**Aim of the exercise**
From the first line to the last, repeat the data below exactly.

**Material provided**
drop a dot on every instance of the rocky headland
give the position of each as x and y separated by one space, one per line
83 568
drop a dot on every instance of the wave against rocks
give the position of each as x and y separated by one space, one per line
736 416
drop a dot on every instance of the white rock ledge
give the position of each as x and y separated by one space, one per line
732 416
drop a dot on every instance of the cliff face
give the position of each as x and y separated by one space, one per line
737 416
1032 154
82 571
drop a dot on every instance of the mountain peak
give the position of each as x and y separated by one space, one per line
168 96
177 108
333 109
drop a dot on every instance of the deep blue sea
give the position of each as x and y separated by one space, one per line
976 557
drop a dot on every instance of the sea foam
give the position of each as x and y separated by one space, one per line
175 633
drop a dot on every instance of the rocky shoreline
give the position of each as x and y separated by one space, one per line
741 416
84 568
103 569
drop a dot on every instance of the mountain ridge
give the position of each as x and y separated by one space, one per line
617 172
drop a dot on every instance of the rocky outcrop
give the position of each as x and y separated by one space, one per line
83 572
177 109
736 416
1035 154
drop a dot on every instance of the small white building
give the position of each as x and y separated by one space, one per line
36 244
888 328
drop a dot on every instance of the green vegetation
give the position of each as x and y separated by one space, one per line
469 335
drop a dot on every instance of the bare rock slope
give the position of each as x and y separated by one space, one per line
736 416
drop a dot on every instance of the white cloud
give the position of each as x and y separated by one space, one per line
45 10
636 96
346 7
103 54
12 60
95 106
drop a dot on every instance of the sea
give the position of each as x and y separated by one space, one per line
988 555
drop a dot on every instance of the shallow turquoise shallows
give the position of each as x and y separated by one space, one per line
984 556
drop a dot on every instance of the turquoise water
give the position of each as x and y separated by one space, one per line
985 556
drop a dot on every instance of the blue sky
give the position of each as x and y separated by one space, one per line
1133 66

**Written response**
drop a dot on every instance of the rocky headland
give the position of each as x and y separated by one space, one per line
83 568
drop a dot on every instance of the wave against rocks
give the position of each as x and y separated by one space, one per line
736 416
drop a dot on every instance of the white rock ledge
give the position of each as x and y separated by one space, one per line
732 416
drop a dot on every instance of the cliff face
give the position of each as x and y separated by one space, one per line
737 416
1032 154
82 571
drop a dot on every instance of the mountain peak
give the position of each as x and y separated by one space, one per line
168 96
177 108
333 109
drop a dot on every instance of the deep blue sea
give the position of each as x and y separated by one space, one per line
976 557
drop a dot on every instance of the sea foam
give the position of each as x and y separated by one space, one per line
175 633
drop a dot on every instance of the rocky shoreline
give the position of each as x and y separated by one space, one per line
741 416
84 568
103 569
drop a dot on every instance of the mountain ridge
give the position of each as x and y separated by one space, one per line
617 172
drop a dot on every instance of the rocky outcrop
give the position of each as x and y separated by one space, one per line
83 572
177 109
736 416
1035 154
drop a dot on every instance of the small white building
give the position of each as x and y separated by one space, one per line
36 244
888 328
drop a dot on every instance of the green vegetation
give the position of each as x and y separated by one space, one per line
469 335
drop a dot on every instance of the bare rock slope
give the position of each as x and y separated by one space, one per line
736 416
drop a dot on every instance of the white cloud
give the position of each as x and y separated by one space, one per line
45 10
636 96
346 7
103 54
12 60
95 106
drop a dot on every instance of the sea
give the position of each as x and y separated by one space, one per line
988 555
drop a dot on every instance of the shallow turquoise shallows
give the position of each as x and y separated by one space, one per line
984 556
drop a dot on every instance of the turquoise water
give the position of each as x and y separated by one space, one per line
985 556
drop a dot on every instance of the blue sky
give the position of each as x and y separated by one space, one per line
1133 66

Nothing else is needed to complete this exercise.